Exercise directions: Please give the material again starting at the line that contains "Practice step: locate the black wingtip" and ending at the line that contains "x=589, y=548", swapping "Target" for "Label" and keeping everything else unchanged. Return only those lines.

Extracted records:
___
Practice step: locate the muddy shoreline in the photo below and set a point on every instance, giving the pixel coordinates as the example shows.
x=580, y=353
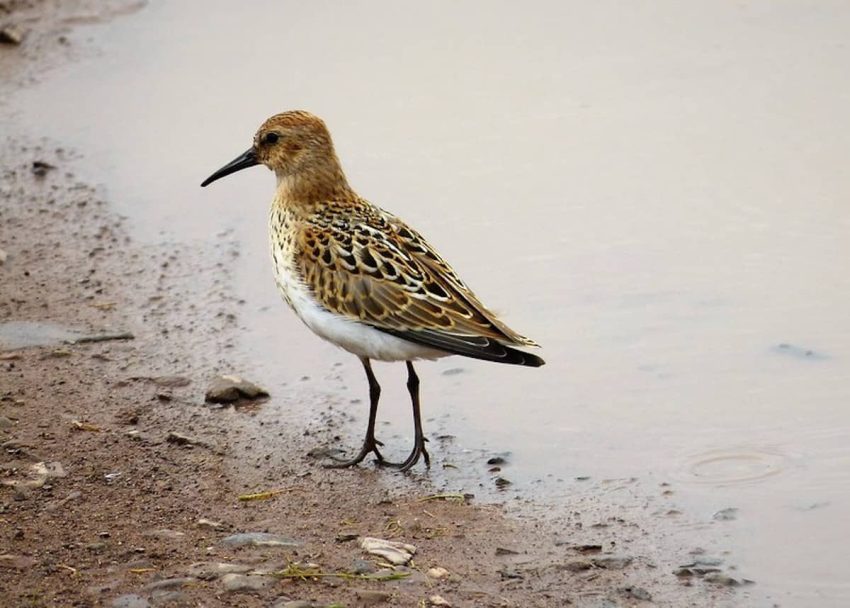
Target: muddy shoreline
x=101, y=505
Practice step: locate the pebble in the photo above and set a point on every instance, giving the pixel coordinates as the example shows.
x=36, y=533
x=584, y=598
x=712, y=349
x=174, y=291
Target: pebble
x=369, y=597
x=258, y=539
x=243, y=583
x=171, y=381
x=181, y=439
x=395, y=552
x=501, y=482
x=729, y=514
x=16, y=562
x=165, y=533
x=437, y=572
x=170, y=583
x=362, y=566
x=612, y=562
x=11, y=34
x=165, y=597
x=638, y=593
x=718, y=578
x=40, y=168
x=227, y=389
x=577, y=565
x=131, y=600
x=212, y=570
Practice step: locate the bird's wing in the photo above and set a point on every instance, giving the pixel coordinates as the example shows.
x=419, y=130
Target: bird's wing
x=378, y=271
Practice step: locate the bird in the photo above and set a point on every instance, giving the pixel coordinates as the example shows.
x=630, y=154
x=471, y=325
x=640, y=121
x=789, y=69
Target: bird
x=363, y=279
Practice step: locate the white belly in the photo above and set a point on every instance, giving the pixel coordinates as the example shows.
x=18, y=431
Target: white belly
x=357, y=338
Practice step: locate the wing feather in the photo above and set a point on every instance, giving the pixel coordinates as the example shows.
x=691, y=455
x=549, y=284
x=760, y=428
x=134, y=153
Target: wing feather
x=379, y=271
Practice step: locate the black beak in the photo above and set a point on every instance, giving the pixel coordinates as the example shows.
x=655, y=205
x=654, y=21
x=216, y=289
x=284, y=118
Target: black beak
x=243, y=161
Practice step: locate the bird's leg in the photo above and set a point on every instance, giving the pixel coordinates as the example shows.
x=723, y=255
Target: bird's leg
x=370, y=444
x=419, y=438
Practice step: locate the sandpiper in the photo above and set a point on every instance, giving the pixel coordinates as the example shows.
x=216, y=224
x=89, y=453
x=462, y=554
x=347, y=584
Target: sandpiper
x=360, y=277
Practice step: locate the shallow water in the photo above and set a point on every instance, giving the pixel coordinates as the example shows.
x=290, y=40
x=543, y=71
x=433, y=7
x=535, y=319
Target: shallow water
x=656, y=192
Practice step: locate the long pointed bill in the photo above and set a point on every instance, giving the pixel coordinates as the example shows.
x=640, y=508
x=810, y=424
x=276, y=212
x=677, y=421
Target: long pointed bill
x=243, y=161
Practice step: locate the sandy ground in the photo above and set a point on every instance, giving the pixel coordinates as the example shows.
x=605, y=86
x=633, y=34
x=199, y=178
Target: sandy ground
x=101, y=504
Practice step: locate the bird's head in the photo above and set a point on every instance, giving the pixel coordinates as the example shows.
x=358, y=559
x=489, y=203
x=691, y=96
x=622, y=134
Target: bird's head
x=289, y=144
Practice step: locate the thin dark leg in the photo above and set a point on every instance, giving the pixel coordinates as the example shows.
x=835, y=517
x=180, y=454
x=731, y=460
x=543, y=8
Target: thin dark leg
x=419, y=437
x=370, y=444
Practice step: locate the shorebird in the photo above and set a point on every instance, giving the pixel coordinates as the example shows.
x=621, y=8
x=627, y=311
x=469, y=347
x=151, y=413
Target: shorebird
x=360, y=277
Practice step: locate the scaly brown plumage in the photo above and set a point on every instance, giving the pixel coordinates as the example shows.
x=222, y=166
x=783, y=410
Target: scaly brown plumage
x=360, y=277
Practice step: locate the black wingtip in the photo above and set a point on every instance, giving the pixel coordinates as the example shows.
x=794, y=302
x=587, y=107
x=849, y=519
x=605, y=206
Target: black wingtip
x=476, y=347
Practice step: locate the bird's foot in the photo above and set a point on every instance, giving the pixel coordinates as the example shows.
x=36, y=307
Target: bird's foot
x=370, y=446
x=418, y=452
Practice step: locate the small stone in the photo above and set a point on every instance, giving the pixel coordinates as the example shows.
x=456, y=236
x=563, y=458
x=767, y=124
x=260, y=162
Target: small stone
x=166, y=597
x=729, y=514
x=131, y=600
x=369, y=597
x=259, y=539
x=211, y=570
x=180, y=439
x=171, y=381
x=718, y=578
x=502, y=483
x=170, y=583
x=611, y=562
x=245, y=584
x=362, y=566
x=40, y=168
x=397, y=553
x=165, y=533
x=16, y=562
x=11, y=34
x=638, y=593
x=437, y=572
x=227, y=389
x=589, y=548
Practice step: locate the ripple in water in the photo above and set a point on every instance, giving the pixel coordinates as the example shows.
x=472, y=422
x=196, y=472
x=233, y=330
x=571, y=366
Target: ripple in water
x=734, y=466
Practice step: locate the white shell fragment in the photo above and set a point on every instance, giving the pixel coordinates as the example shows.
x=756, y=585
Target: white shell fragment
x=437, y=572
x=394, y=552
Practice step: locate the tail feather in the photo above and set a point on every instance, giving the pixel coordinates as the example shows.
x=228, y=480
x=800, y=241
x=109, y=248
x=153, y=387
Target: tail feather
x=476, y=347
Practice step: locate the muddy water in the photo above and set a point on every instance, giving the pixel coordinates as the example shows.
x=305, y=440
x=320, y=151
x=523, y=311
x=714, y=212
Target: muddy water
x=655, y=192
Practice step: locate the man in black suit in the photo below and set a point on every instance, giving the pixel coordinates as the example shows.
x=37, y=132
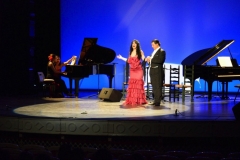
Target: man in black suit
x=156, y=61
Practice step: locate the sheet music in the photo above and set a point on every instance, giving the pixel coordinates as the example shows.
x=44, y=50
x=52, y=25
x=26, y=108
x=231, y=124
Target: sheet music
x=225, y=61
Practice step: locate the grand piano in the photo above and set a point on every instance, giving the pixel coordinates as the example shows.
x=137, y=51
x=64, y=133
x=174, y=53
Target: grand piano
x=212, y=73
x=93, y=59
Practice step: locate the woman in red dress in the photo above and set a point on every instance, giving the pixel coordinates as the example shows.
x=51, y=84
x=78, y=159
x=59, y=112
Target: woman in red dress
x=135, y=93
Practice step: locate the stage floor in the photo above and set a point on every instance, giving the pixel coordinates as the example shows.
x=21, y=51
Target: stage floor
x=92, y=116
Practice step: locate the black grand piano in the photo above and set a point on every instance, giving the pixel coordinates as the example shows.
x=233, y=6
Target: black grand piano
x=93, y=60
x=212, y=73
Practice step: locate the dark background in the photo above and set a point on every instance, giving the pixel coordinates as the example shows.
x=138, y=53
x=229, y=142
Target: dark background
x=29, y=31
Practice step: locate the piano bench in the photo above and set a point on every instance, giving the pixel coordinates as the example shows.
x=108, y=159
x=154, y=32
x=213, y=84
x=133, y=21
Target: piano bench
x=237, y=86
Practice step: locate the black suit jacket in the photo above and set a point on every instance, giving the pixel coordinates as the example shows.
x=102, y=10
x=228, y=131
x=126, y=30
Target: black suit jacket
x=158, y=59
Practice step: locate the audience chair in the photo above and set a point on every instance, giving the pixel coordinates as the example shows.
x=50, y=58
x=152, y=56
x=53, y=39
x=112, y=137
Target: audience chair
x=54, y=150
x=47, y=84
x=212, y=155
x=117, y=152
x=148, y=154
x=174, y=78
x=234, y=155
x=9, y=145
x=182, y=155
x=14, y=153
x=165, y=157
x=198, y=158
x=188, y=83
x=237, y=86
x=29, y=147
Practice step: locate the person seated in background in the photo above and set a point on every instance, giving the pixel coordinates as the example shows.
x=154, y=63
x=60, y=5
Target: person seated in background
x=53, y=73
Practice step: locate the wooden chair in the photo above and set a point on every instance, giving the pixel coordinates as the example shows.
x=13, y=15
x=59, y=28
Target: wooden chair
x=237, y=86
x=148, y=154
x=29, y=147
x=9, y=145
x=118, y=152
x=47, y=84
x=174, y=78
x=188, y=83
x=182, y=155
x=165, y=157
x=212, y=155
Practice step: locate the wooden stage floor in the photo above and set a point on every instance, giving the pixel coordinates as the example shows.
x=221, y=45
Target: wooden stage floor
x=92, y=116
___
Completed task:
Practice step: locate the black wingtip in the photo above and set a point on every instance, giving the pixel coordinates as the example shows.
x=794, y=302
x=587, y=107
x=849, y=519
x=605, y=206
Label: black wingtip
x=476, y=347
Practice step: locate the bird's foot in the photo above and set a point on every instance, giving the pixel coordinates as the example shows.
x=36, y=307
Label: bird's foot
x=370, y=446
x=418, y=452
Practice step: locate the small stone in the photo above and set a point on every instance, giving the pixel coordinates as the example shows.
x=456, y=236
x=563, y=458
x=767, y=124
x=260, y=162
Label: small stone
x=166, y=597
x=729, y=514
x=131, y=600
x=369, y=597
x=259, y=539
x=211, y=570
x=180, y=439
x=171, y=381
x=718, y=578
x=502, y=483
x=170, y=583
x=611, y=562
x=245, y=584
x=362, y=566
x=40, y=168
x=397, y=553
x=165, y=533
x=16, y=562
x=11, y=34
x=638, y=593
x=437, y=572
x=227, y=389
x=589, y=548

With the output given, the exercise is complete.